▶ _Excerpt provided_
____________________
What are the sources of sunnah.com and shamela.ws?

sunnah.com and shamela.ws are popular websites among Arabic and Islamic students. What sources do they use and who is behind these websites? Guest author Mohamed has some answers.

Last updated: 7 months ago

Those who search for a , the and traditions of the Islamic prophet, often end up on sunnah.com. Those looking for an Arabic book often get what they need at shamela.ws. But hardly anyone questions the sources which those two websites use for their content. Mohamed, an Arabic nerd and open-source developer, did some research and summarized his findings in this interesting guest article.

The following article investigates the source references of two popular websites that provide Islamic content:

The two main websites

SUNNAH.COM

If you use the internet to look for Hadith in English, you have likely stumbled upon the website sunnah.com. Sunnah.com is a great website for providing digital copies of the famous al-Sahih al-Sittah/Kutub al-Sittah (الكتب الستة).

sunnah.com website
website: https://sunnah.com

For the unaware reader: The Kutub al-Sittah are the 6 famous Hadith books (or collections) that have Hadith compilations. Sunnah.com provides the Arabic, English, source-references and grading of Hadith.

SHAMELA.WS

For native Arabic speakers who study Islamic or historical texts, the website shamela.ws is very popular. Shamela.ws1 mainly provides software for reading, searching, and indexing Islamic texts. It also provides thousands of Islamic books that have Arabic text that behaves like regular text on computers.

shamela ws website
website: https://shamela.ws

For the unaware reader: The problem with non-Latin texts is that these texts are “trapped” within scanned PDFs and if you were to attempt to highlight or copy a portion of the text, it would not be possible.
____________________
▶ _Supplied material_
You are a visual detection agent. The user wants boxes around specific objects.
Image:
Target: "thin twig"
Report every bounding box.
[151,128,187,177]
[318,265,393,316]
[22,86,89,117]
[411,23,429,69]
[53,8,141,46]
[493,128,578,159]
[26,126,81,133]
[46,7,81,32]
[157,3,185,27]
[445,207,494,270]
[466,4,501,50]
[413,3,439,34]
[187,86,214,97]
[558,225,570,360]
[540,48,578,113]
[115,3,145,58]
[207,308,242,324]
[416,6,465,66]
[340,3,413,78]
____________________
▶ _Problems to solve_
A: According to the article on sunnah.com and shamela.ws, what does Shamela.ws mainly provide?
B: Print the passage of the article on sunnah.com and shamela.ws from "Those who search" up to and including "al-Sittah (الكتب الستة).".

▶ _Task answers_
A: Software for reading, searching, and indexing Islamic texts.

B:
Those who search for a , the and traditions of the Islamic prophet, often end up on sunnah.com. Those looking for an Arabic book often get what they need at shamela.ws. But hardly anyone questions the sources which those two websites use for their content. Mohamed, an Arabic nerd and open-source developer, did some research and summarized his findings in this interesting guest article.

The following article investigates the source references of two popular websites that provide Islamic content:

The two main websites

SUNNAH.COM

If you use the internet to look for Hadith in English, you have likely stumbled upon the website sunnah.com. Sunnah.com is a great website for providing digital copies of the famous al-Sahih al-Sittah/Kutub al-Sittah (الكتب الستة).